DESCRIPTION OF THE TASK:
Nothing but the lines from the one containing "Locate every instance of the white stucco" through the last line should be written out, please, exactly as they stand.

MATERIAL SHOWN:
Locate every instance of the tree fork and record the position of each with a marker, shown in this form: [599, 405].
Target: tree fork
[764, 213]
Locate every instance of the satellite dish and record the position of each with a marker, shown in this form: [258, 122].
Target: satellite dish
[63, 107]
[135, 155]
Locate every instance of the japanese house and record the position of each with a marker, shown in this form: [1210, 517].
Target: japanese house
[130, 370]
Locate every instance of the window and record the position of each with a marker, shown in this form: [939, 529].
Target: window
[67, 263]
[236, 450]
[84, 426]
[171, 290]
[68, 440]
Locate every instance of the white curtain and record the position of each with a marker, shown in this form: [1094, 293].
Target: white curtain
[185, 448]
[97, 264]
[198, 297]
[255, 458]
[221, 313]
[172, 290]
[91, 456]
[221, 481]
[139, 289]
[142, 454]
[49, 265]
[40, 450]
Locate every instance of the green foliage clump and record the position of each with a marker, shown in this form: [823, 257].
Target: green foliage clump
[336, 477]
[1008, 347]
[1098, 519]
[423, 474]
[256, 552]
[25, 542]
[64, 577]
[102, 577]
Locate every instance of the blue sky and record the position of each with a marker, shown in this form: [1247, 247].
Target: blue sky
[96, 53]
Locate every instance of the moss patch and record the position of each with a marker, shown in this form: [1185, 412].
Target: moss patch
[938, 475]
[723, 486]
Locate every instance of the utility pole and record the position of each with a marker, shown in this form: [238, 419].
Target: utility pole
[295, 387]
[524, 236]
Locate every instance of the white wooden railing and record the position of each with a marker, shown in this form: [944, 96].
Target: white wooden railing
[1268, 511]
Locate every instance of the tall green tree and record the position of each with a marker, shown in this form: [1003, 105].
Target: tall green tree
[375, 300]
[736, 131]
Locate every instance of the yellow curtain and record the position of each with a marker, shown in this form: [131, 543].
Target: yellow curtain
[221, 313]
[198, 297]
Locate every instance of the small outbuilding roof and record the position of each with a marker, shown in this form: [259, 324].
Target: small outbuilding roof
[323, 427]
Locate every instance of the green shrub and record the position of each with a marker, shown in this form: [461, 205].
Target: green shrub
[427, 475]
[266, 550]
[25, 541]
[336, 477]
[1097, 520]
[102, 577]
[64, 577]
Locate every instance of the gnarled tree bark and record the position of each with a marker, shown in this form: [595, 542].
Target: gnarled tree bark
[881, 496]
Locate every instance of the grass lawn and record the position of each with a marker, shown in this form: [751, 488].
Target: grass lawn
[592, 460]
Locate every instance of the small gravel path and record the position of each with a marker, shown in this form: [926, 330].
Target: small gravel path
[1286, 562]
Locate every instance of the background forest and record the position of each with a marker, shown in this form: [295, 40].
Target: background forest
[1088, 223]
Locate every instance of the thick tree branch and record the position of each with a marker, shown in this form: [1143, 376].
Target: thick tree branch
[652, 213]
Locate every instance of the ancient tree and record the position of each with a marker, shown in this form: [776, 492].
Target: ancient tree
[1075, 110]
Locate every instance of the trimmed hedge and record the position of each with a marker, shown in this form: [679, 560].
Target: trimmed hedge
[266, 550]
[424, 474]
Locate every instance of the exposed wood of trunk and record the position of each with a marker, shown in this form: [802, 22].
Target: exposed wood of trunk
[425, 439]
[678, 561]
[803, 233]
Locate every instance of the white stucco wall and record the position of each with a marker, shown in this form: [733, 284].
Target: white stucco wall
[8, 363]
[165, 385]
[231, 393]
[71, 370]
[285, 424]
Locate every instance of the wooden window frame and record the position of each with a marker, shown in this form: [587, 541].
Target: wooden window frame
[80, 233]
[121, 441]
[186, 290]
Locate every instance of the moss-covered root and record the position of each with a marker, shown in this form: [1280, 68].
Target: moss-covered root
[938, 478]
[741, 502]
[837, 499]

THE ANSWER:
Locate every instance of the white stucco wall and record the position of each with a marker, shown in this form: [733, 284].
Target: white stucco wall
[8, 363]
[165, 385]
[231, 393]
[71, 370]
[285, 424]
Locate every instance of the wooden window frame and record the position of each with a marker, shown in this form: [587, 541].
Target: wooden window frame
[80, 233]
[121, 441]
[186, 290]
Locate every instance of the moss-covered root and record the position of each with a marker, shown in this form: [1280, 68].
Target: moss-covered root
[938, 478]
[741, 502]
[837, 499]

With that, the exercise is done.